(Records contained in a dataset):
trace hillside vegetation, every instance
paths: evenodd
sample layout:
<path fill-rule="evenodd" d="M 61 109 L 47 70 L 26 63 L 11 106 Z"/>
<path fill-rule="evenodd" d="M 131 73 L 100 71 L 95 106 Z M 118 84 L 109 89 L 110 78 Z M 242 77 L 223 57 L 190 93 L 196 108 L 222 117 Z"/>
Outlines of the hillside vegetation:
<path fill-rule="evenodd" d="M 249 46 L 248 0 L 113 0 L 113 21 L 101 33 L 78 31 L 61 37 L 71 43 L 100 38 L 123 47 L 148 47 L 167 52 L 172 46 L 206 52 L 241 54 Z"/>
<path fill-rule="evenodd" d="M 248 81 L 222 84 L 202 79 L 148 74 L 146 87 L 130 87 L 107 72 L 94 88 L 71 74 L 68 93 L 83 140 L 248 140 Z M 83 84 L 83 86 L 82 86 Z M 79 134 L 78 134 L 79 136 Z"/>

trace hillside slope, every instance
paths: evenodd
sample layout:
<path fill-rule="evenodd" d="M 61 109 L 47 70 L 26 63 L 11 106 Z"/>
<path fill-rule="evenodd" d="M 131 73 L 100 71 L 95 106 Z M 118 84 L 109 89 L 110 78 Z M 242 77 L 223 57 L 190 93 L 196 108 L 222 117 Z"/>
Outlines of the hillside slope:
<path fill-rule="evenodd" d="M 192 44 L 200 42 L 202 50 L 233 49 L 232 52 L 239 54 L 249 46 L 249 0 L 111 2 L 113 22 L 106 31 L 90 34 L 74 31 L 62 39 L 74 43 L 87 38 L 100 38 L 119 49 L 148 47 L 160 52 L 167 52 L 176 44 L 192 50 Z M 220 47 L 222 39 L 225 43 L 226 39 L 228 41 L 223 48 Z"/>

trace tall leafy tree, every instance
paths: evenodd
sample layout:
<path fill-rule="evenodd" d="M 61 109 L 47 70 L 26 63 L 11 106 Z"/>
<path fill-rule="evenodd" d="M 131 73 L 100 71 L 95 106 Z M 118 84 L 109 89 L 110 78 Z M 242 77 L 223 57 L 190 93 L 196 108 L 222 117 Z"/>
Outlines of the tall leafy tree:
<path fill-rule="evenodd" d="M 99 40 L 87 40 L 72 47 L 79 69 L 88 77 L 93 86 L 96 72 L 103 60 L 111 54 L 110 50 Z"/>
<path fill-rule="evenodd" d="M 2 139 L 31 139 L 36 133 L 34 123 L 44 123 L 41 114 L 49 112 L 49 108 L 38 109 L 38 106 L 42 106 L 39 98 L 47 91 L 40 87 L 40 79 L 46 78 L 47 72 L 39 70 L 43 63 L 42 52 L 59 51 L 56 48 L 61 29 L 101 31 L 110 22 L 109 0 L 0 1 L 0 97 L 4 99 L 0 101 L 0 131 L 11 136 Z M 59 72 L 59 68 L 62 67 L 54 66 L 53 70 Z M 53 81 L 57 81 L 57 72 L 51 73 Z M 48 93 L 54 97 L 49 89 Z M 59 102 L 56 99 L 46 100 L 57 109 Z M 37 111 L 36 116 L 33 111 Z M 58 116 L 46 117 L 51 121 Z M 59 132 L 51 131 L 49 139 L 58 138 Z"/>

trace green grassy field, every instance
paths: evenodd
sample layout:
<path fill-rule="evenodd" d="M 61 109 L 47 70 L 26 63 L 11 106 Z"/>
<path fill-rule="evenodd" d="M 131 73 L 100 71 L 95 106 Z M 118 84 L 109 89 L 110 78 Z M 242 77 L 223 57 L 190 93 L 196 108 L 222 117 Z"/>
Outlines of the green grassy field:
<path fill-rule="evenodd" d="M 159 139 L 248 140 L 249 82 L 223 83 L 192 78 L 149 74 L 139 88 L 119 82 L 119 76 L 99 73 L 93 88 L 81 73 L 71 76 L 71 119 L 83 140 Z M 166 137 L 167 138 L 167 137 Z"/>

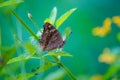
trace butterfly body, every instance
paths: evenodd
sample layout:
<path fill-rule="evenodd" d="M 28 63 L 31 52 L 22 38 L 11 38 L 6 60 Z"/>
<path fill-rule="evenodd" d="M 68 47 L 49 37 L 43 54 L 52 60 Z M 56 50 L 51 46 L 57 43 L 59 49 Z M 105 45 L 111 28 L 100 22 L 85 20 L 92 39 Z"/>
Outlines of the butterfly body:
<path fill-rule="evenodd" d="M 58 30 L 50 23 L 44 24 L 42 37 L 39 42 L 43 51 L 61 48 L 65 43 Z"/>

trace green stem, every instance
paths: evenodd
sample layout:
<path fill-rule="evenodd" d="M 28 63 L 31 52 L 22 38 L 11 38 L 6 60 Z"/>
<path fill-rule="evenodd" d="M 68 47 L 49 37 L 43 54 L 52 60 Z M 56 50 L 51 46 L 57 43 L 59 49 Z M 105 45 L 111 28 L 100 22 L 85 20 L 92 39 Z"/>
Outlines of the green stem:
<path fill-rule="evenodd" d="M 38 37 L 33 33 L 33 31 L 28 27 L 28 25 L 25 24 L 24 21 L 12 9 L 10 10 L 12 14 L 18 19 L 18 21 L 24 26 L 24 28 L 26 28 L 27 31 L 30 32 L 34 36 L 34 38 L 38 41 L 39 40 Z"/>
<path fill-rule="evenodd" d="M 67 74 L 72 78 L 72 80 L 76 80 L 76 78 L 74 77 L 74 75 L 70 72 L 70 70 L 65 67 L 61 62 L 59 62 L 59 66 L 61 66 L 66 72 Z"/>
<path fill-rule="evenodd" d="M 62 63 L 58 60 L 57 57 L 53 56 L 53 58 L 54 58 L 54 60 L 58 63 L 58 65 L 67 72 L 67 74 L 71 77 L 72 80 L 77 80 L 77 79 L 74 77 L 74 75 L 70 72 L 70 70 L 69 70 L 66 66 L 64 66 L 64 64 L 62 64 Z"/>

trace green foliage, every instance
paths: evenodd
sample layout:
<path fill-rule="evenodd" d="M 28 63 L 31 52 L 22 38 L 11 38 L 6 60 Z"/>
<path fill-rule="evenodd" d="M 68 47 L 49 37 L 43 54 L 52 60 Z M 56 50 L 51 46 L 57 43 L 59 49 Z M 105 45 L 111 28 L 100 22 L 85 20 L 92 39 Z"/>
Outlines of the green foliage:
<path fill-rule="evenodd" d="M 49 51 L 47 54 L 44 54 L 44 52 L 40 52 L 40 49 L 38 48 L 38 41 L 39 38 L 41 36 L 40 34 L 34 34 L 34 32 L 27 26 L 27 24 L 24 23 L 24 21 L 12 10 L 11 13 L 16 17 L 16 19 L 23 25 L 23 27 L 32 35 L 32 37 L 30 38 L 30 42 L 27 43 L 21 43 L 21 45 L 19 45 L 20 47 L 23 47 L 23 54 L 19 55 L 17 57 L 11 58 L 9 61 L 7 61 L 7 65 L 9 64 L 13 64 L 15 62 L 20 62 L 20 61 L 27 61 L 28 59 L 38 59 L 41 60 L 43 63 L 35 70 L 33 71 L 33 73 L 29 74 L 29 73 L 25 73 L 25 74 L 20 74 L 17 76 L 18 80 L 22 80 L 23 76 L 25 76 L 27 79 L 34 76 L 33 74 L 39 74 L 41 72 L 45 72 L 47 70 L 49 70 L 50 68 L 54 67 L 54 66 L 61 66 L 67 73 L 68 75 L 73 79 L 76 80 L 75 77 L 73 76 L 73 74 L 60 62 L 60 60 L 58 59 L 58 57 L 69 57 L 72 56 L 71 54 L 69 54 L 68 52 L 62 51 L 62 50 L 52 50 Z M 58 29 L 58 27 L 76 10 L 76 8 L 71 9 L 70 11 L 66 12 L 65 14 L 63 14 L 56 22 L 56 28 Z M 57 8 L 54 7 L 51 11 L 50 14 L 50 18 L 46 19 L 45 22 L 49 22 L 51 24 L 54 25 L 55 20 L 56 20 L 56 16 L 57 16 Z M 64 31 L 64 37 L 65 40 L 68 39 L 69 35 L 71 33 L 71 29 L 70 28 L 66 28 L 66 30 Z M 35 42 L 35 43 L 34 43 Z M 19 43 L 19 42 L 17 42 Z M 51 59 L 51 58 L 52 59 Z M 59 74 L 61 74 L 61 76 L 64 76 L 63 71 L 57 72 L 56 76 L 59 76 Z M 22 75 L 22 76 L 21 76 Z M 60 78 L 60 77 L 58 77 Z M 54 78 L 54 79 L 58 79 L 58 78 Z M 47 79 L 47 78 L 46 78 Z M 51 77 L 51 79 L 53 79 Z M 53 79 L 53 80 L 54 80 Z"/>
<path fill-rule="evenodd" d="M 64 13 L 57 21 L 56 21 L 56 28 L 58 29 L 60 25 L 76 10 L 77 8 L 73 8 L 66 13 Z"/>
<path fill-rule="evenodd" d="M 56 56 L 57 57 L 57 56 L 72 56 L 72 55 L 65 51 L 57 51 L 57 52 L 50 51 L 45 56 Z"/>
<path fill-rule="evenodd" d="M 13 4 L 19 4 L 19 3 L 22 3 L 22 2 L 23 2 L 23 0 L 8 0 L 8 1 L 0 3 L 0 7 L 10 6 L 10 5 L 13 5 Z"/>
<path fill-rule="evenodd" d="M 59 69 L 57 71 L 51 72 L 44 80 L 63 80 L 66 73 L 64 70 Z"/>

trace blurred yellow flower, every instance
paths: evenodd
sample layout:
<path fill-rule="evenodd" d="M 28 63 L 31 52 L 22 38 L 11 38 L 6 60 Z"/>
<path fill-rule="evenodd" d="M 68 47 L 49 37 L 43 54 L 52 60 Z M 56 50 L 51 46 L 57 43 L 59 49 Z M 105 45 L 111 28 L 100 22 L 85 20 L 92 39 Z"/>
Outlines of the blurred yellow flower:
<path fill-rule="evenodd" d="M 120 27 L 120 16 L 114 16 L 112 20 L 118 27 Z"/>
<path fill-rule="evenodd" d="M 105 48 L 103 53 L 99 56 L 99 62 L 111 64 L 115 61 L 116 57 L 113 55 L 109 48 Z"/>
<path fill-rule="evenodd" d="M 111 19 L 106 18 L 103 22 L 102 27 L 96 27 L 93 29 L 93 35 L 100 37 L 106 36 L 111 30 L 111 23 L 112 23 Z"/>
<path fill-rule="evenodd" d="M 90 80 L 103 80 L 103 76 L 100 74 L 97 74 L 97 75 L 92 76 Z"/>

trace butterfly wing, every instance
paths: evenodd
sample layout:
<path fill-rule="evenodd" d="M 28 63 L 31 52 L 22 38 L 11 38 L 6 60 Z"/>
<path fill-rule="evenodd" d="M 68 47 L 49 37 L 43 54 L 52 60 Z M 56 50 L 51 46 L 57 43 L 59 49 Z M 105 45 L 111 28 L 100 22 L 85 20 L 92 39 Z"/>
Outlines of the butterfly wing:
<path fill-rule="evenodd" d="M 50 23 L 45 23 L 42 38 L 40 39 L 40 45 L 42 46 L 43 51 L 60 48 L 63 44 L 64 41 L 58 30 Z"/>

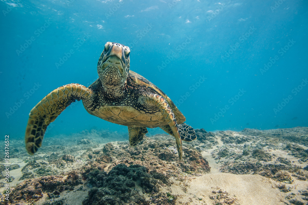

(Task brief): Update the lines starting at the one containing "trace hillside slope, every instance" and ending at the one containing "139 L 31 139", changing "sample layout" to "reference layout" and leaving everything else as it is.

(Answer to this exercise):
trace hillside slope, every instance
paths: evenodd
reference layout:
<path fill-rule="evenodd" d="M 61 109 L 47 70 L 26 63 L 11 106 Z"/>
<path fill-rule="evenodd" d="M 131 73 L 100 71 L 95 106 Z M 118 84 L 109 89 L 110 78 Z M 242 77 L 223 57 L 190 93 L 196 108 L 222 117 Z"/>
Outlines of the hillside slope:
<path fill-rule="evenodd" d="M 192 44 L 200 42 L 202 50 L 233 49 L 232 52 L 239 54 L 249 46 L 249 0 L 111 2 L 113 22 L 106 31 L 90 34 L 74 31 L 62 39 L 74 43 L 87 38 L 100 38 L 119 49 L 148 47 L 160 52 L 167 52 L 176 44 L 192 50 Z M 220 47 L 222 39 L 225 43 L 226 39 L 228 41 L 223 48 Z"/>

trace tall leafy tree, every instance
paths: evenodd
reference layout:
<path fill-rule="evenodd" d="M 61 109 L 47 70 L 26 63 L 11 106 Z"/>
<path fill-rule="evenodd" d="M 131 73 L 100 71 L 95 106 Z M 118 84 L 109 89 L 110 78 Z M 242 77 L 223 57 L 190 93 L 196 108 L 222 117 Z"/>
Outlines of the tall leafy tree:
<path fill-rule="evenodd" d="M 99 40 L 87 40 L 72 47 L 79 69 L 88 77 L 93 86 L 96 72 L 103 60 L 111 54 L 110 50 Z"/>
<path fill-rule="evenodd" d="M 2 139 L 31 139 L 36 133 L 34 123 L 44 123 L 41 114 L 49 112 L 49 108 L 38 109 L 38 106 L 42 106 L 39 98 L 47 91 L 40 87 L 40 79 L 46 78 L 47 72 L 39 70 L 43 63 L 42 52 L 59 51 L 56 48 L 61 29 L 101 31 L 110 22 L 109 0 L 0 1 L 0 97 L 4 99 L 0 101 L 0 131 L 11 136 Z M 59 72 L 59 68 L 62 67 L 54 66 L 53 70 Z M 53 81 L 57 81 L 57 72 L 51 73 Z M 48 93 L 54 97 L 49 89 Z M 59 102 L 56 99 L 46 100 L 57 109 Z M 37 111 L 36 116 L 33 111 Z M 58 116 L 46 117 L 51 121 Z M 59 132 L 51 131 L 49 139 L 58 138 Z"/>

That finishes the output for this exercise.